§ Source records:
------------------------------------
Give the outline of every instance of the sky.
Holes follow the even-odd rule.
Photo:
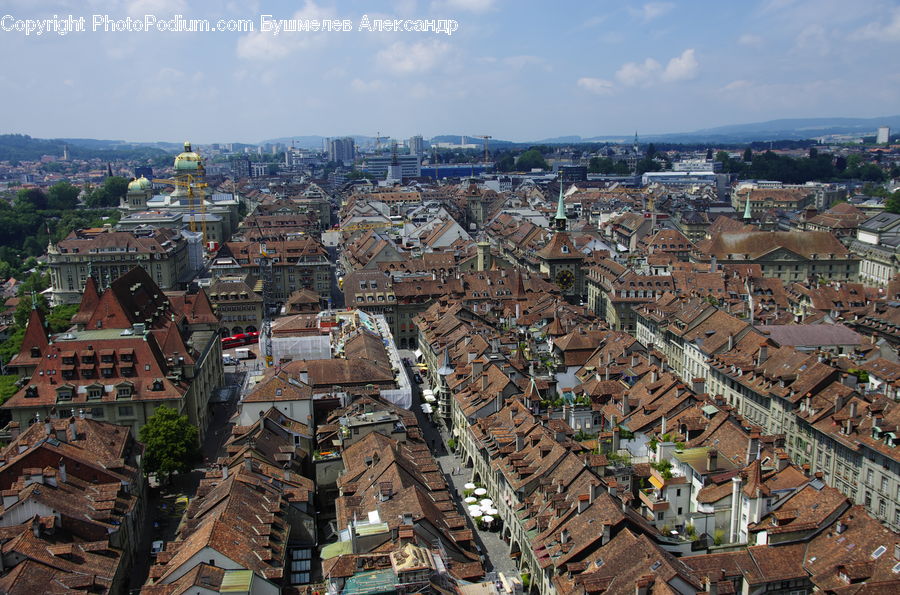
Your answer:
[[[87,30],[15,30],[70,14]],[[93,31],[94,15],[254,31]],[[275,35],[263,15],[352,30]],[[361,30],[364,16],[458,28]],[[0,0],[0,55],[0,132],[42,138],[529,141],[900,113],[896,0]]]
------------------------------------
§ Exercise prompt: Write the records above out again exactly, with no pictures in your copy.

§ Exercise solution:
Give the outline of every instance of the sky.
Holes follow the even-odd rule.
Photo:
Your answer:
[[[87,30],[15,30],[70,14]],[[93,31],[94,15],[254,31]],[[275,35],[263,15],[352,30]],[[361,30],[364,16],[458,28]],[[0,0],[0,55],[0,132],[42,138],[529,141],[900,113],[896,0]]]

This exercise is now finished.